§ PROBLEM DETAILS
Write out each of the entries below word for word, in the same order.
[start]
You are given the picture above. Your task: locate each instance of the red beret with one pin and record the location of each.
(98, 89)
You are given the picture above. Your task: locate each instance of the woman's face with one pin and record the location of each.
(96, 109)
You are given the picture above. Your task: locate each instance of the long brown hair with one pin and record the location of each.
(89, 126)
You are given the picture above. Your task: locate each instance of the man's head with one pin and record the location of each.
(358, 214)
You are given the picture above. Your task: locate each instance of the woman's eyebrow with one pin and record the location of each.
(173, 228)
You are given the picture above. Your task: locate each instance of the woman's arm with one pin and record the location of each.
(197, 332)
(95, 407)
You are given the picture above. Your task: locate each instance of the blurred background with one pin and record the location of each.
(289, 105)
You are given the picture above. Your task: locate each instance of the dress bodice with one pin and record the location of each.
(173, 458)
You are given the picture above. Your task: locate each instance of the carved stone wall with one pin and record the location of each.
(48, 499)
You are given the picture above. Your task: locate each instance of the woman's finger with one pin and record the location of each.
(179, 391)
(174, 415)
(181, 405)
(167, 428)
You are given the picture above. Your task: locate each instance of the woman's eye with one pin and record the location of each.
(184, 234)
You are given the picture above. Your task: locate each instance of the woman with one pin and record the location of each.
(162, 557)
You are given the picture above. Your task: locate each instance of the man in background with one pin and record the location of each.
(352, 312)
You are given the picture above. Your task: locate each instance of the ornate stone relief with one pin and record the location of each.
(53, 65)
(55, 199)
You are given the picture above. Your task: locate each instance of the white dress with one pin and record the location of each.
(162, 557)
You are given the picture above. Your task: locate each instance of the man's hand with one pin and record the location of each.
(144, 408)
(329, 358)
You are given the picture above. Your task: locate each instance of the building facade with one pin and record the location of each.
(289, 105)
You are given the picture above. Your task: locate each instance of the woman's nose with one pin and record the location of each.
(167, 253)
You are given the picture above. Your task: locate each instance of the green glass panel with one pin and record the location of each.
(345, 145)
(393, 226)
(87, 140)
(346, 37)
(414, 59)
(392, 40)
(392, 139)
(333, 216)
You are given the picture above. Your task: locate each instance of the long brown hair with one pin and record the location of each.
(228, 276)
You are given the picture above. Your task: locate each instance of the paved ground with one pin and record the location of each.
[end]
§ ANSWER
You are given the picture above. Your task: locate each instance of the red beret with one pin and record the location of each.
(98, 89)
You are given the picture above. Your task: locate each instance of the woman's face with one pin and record the location of each.
(96, 109)
You are given the picture above. Your task: locate each instance of the long brown hair with one pin and record the location of each.
(89, 126)
You are given the picture above. Your task: locate each instance of the man's head with one pin and record the location of each.
(358, 214)
You are given the picture above. Your task: locate each instance of the woman's eyebrow with one pin and record the location of each.
(173, 228)
You are given the picture above. Your task: locate each instance of the woman's arm with one pin and record the location of each.
(197, 332)
(95, 407)
You are given the picture above. Your task: locate each instance of the blurred background with one pin and record the location of each.
(289, 105)
You are given the picture above. Your task: locate each instance of the dress bodice with one pin and record the location of each.
(173, 458)
You are given the picture above. Your task: locate each instance of the carved stone wall with one pin and record the location of each.
(48, 499)
You are given the picture above. Your task: locate each instance of the woman's finger with one pin and record the location of each.
(179, 391)
(174, 415)
(181, 405)
(167, 428)
You are given the picture above. Your task: locate each instance of the woman's eye with one pin and record the location of each.
(184, 234)
You are given the picture above. Your task: locate each instance of the woman with one pin and record the location of each.
(162, 557)
You are given the picture above. Your task: locate each instance of the man in background with one pin and record the location of each.
(352, 312)
You are given the picture above. Your task: locate each instance of the ornate stone relief with one pin and record the location of each.
(53, 65)
(55, 199)
You are given the picture above. Your task: locate each instance of the white dress with one pin and record the location of each.
(162, 557)
You are given the picture above. Your task: locate each instance of the man's hand with one pin and record the location of each.
(144, 408)
(329, 358)
You are given the picture above. Your task: locate each instance of the building facade with one pin and record the location of each.
(289, 105)
You are given the picture above. Your task: locate each instance of the woman's nose with one pin and record the location of each.
(167, 253)
You are given the picture above. Your task: locate each instance of the green glass panel with one pin and record the location of each.
(345, 145)
(393, 226)
(87, 140)
(346, 37)
(414, 59)
(392, 40)
(392, 139)
(333, 216)
You are given the picture above. Your task: locate each instance of the long brown hair with one pin and record the location of each.
(228, 276)
You are given the picture above. Your task: locate each instance of the paved ground with one pin and record the location of each.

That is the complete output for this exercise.